Provided data START

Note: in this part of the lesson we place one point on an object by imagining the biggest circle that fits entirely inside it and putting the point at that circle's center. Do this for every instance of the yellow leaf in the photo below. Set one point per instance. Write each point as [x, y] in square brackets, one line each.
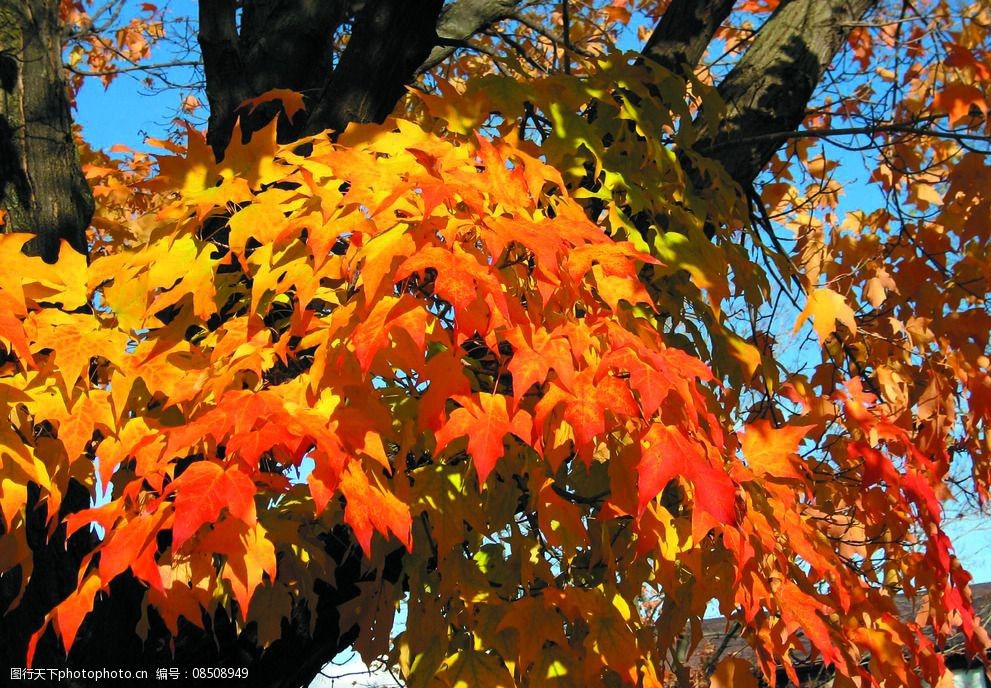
[826, 307]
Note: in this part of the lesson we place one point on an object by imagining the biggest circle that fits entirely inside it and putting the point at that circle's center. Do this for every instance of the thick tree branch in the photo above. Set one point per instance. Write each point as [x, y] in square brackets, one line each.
[463, 19]
[226, 83]
[390, 39]
[685, 31]
[768, 91]
[42, 188]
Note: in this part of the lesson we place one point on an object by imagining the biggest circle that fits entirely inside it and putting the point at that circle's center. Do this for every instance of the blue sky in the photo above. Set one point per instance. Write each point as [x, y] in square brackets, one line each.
[126, 113]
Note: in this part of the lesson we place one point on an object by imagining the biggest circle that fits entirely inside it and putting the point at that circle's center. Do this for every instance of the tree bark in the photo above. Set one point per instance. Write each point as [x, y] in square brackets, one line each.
[769, 89]
[290, 44]
[391, 38]
[461, 20]
[281, 44]
[684, 32]
[42, 187]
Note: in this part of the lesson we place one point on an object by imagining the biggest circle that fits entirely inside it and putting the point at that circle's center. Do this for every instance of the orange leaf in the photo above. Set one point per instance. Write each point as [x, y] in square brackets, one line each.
[202, 491]
[485, 422]
[772, 451]
[369, 507]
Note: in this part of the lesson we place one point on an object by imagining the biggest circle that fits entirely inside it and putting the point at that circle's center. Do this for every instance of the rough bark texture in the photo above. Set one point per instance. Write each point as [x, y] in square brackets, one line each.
[290, 44]
[42, 188]
[459, 21]
[768, 91]
[685, 31]
[281, 44]
[390, 39]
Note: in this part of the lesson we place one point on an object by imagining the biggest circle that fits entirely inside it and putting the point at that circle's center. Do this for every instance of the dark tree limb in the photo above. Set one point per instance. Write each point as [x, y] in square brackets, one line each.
[685, 31]
[769, 89]
[389, 40]
[281, 44]
[226, 83]
[42, 187]
[463, 19]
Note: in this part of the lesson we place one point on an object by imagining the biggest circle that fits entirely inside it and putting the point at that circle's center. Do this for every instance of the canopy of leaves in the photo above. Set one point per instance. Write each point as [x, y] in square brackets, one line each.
[502, 331]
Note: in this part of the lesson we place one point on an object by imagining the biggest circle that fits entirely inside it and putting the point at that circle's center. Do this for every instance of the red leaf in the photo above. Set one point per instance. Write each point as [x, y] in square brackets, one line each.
[667, 454]
[202, 492]
[369, 507]
[485, 422]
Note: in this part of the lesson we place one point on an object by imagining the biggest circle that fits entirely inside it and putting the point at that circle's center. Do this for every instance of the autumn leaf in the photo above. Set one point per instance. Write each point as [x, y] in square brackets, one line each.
[203, 491]
[826, 308]
[667, 454]
[773, 451]
[485, 422]
[369, 507]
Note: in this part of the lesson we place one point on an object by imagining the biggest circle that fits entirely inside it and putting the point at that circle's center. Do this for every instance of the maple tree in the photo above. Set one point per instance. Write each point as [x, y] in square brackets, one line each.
[504, 350]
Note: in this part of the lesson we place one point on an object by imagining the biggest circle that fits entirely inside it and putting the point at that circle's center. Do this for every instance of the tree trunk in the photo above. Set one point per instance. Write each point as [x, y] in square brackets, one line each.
[290, 44]
[769, 89]
[42, 188]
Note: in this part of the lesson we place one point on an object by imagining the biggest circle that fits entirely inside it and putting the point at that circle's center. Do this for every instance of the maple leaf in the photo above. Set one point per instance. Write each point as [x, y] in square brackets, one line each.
[485, 420]
[956, 100]
[826, 308]
[369, 507]
[772, 451]
[249, 553]
[69, 614]
[668, 454]
[205, 489]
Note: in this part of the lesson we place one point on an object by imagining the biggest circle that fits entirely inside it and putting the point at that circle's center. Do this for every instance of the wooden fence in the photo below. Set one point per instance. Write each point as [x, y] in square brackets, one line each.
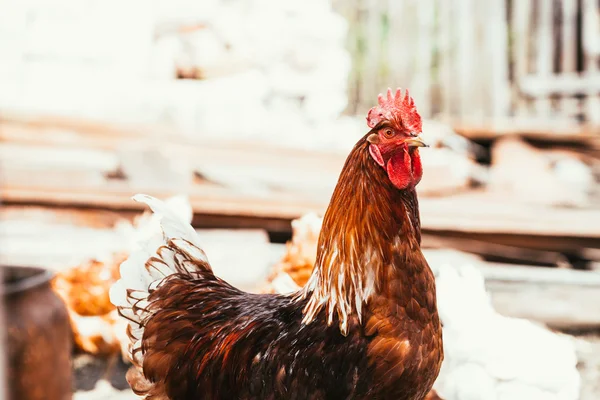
[481, 61]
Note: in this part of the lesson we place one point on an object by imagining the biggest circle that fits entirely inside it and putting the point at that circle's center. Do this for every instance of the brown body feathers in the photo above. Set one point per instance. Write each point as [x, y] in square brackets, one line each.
[365, 325]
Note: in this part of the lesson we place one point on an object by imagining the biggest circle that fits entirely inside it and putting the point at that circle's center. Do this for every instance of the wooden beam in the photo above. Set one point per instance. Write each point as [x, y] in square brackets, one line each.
[559, 298]
[564, 84]
[553, 131]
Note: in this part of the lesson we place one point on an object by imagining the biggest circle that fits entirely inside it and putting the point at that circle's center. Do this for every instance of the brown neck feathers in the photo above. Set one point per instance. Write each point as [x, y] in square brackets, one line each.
[368, 222]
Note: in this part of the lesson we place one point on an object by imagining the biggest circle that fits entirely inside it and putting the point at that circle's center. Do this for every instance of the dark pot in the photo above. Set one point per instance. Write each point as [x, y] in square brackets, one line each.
[39, 339]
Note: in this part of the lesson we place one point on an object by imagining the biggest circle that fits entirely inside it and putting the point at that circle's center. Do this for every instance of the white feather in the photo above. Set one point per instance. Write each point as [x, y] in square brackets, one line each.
[164, 240]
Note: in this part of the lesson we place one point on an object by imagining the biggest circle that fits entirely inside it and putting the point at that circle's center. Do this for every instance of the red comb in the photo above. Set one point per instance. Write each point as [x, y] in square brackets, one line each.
[396, 108]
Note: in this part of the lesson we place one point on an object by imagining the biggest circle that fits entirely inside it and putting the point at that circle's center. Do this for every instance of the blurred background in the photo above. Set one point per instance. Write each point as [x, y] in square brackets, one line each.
[245, 111]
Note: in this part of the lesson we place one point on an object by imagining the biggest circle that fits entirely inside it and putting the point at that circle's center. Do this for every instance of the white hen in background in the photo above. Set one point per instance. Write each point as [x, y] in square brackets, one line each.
[492, 357]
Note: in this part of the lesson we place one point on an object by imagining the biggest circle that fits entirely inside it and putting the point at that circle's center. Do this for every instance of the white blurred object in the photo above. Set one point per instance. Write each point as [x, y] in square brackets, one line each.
[492, 357]
[546, 177]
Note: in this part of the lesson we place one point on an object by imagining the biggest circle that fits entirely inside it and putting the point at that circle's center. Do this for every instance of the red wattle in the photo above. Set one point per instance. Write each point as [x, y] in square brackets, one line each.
[399, 169]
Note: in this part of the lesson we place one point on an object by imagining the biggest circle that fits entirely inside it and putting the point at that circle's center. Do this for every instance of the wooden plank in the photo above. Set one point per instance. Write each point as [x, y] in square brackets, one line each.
[495, 251]
[521, 25]
[566, 84]
[422, 82]
[569, 106]
[445, 56]
[560, 298]
[496, 33]
[469, 103]
[591, 49]
[461, 213]
[544, 52]
[532, 128]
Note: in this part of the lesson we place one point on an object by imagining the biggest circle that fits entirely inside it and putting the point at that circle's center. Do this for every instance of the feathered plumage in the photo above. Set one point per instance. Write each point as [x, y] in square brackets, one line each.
[365, 325]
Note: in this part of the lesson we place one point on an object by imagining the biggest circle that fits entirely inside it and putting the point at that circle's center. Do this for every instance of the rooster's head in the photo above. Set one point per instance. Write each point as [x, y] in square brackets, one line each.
[394, 138]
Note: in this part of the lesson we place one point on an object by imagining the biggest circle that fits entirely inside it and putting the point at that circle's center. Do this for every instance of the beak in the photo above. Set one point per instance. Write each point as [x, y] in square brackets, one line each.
[416, 142]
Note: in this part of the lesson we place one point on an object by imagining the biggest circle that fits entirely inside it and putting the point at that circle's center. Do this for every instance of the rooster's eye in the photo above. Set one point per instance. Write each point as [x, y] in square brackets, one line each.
[388, 133]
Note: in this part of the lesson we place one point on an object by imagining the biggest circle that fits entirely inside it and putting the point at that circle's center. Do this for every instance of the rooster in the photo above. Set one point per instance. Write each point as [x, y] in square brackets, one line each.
[364, 326]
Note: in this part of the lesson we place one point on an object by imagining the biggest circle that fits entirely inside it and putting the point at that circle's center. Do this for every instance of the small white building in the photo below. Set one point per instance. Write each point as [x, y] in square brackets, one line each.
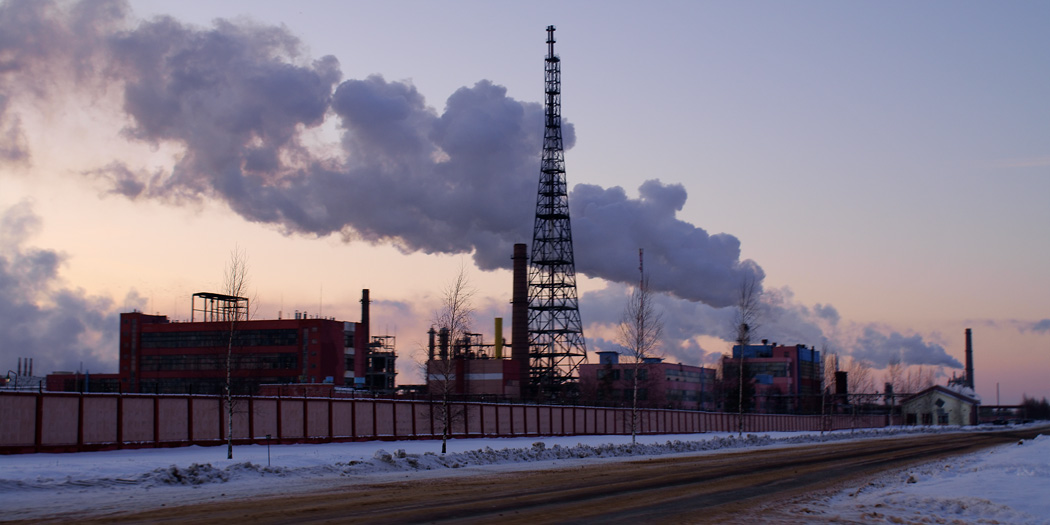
[941, 405]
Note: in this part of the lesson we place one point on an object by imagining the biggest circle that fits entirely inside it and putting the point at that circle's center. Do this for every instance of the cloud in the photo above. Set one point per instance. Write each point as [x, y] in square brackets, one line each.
[236, 99]
[60, 328]
[882, 349]
[1043, 326]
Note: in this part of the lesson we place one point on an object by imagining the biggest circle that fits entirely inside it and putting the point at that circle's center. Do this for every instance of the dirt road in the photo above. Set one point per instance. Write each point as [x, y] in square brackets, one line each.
[708, 488]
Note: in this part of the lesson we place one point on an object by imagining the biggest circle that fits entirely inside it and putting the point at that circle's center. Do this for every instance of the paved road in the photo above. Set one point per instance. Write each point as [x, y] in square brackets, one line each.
[709, 488]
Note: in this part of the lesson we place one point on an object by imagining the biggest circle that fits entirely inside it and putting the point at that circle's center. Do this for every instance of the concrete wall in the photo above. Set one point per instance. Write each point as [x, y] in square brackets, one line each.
[69, 422]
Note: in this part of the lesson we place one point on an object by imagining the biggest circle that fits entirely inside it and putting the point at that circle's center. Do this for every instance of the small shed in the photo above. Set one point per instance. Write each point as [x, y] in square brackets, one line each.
[941, 405]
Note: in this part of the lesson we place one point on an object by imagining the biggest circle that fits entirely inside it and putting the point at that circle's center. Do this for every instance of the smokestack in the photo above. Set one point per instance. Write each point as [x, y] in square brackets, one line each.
[969, 360]
[361, 338]
[498, 347]
[519, 313]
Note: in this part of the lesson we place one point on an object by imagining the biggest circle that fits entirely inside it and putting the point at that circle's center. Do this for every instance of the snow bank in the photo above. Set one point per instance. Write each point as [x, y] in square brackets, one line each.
[43, 484]
[1005, 484]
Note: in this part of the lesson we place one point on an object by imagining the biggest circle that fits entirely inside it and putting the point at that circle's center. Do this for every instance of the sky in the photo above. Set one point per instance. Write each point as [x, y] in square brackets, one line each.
[882, 167]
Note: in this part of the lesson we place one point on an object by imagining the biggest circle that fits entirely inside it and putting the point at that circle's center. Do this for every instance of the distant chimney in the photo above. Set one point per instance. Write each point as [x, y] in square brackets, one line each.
[362, 336]
[519, 314]
[969, 359]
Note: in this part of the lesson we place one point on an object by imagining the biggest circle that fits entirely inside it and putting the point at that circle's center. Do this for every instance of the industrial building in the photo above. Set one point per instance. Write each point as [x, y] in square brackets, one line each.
[161, 356]
[786, 378]
[660, 384]
[468, 366]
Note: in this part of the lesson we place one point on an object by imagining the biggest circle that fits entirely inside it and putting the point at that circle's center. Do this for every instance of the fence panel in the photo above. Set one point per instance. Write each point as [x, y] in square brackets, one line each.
[58, 413]
[22, 408]
[138, 420]
[86, 421]
[100, 420]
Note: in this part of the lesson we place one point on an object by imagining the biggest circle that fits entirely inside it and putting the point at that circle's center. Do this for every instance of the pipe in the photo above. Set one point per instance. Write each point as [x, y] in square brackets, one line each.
[969, 359]
[519, 319]
[498, 347]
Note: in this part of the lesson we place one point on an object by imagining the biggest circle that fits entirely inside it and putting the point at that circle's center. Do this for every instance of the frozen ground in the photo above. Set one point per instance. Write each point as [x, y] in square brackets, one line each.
[1007, 484]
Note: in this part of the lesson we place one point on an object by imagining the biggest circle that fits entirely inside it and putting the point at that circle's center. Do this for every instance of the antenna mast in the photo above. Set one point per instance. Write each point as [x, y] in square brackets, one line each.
[557, 345]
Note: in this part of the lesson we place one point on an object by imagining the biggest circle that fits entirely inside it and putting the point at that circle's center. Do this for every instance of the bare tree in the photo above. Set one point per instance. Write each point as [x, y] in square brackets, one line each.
[641, 329]
[861, 377]
[746, 324]
[454, 317]
[234, 284]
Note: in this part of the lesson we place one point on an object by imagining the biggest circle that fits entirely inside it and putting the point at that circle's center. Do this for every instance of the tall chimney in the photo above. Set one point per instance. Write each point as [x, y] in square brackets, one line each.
[361, 338]
[969, 359]
[519, 314]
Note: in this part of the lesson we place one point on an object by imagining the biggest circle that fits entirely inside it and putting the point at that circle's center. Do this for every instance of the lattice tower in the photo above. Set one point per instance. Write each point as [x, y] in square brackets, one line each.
[557, 344]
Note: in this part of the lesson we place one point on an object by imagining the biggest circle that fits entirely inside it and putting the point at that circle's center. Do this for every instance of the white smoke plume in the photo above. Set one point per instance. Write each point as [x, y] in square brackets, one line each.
[238, 101]
[59, 327]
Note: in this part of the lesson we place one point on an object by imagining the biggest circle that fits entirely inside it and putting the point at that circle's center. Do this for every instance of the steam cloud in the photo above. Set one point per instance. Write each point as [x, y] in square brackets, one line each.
[239, 99]
[58, 327]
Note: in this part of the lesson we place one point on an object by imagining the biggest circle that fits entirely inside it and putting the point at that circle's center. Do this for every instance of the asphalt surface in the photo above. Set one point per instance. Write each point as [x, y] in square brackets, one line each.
[736, 486]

Provided data END

| Work instruction |
Would you retype the lines of the data above, from the one holding "of the asphalt" through its final line, exactly and without adding any other line?

| Output for this exercise |
Note: in this part of the lesson we place one point on an object by imagining the biggest circle that fits entirely inside it and putting the point at that circle's center. Do this for every instance of the asphalt surface in the photo above. Set one point per instance. Write each point as [x, y] in square brackets, one line each.
[736, 486]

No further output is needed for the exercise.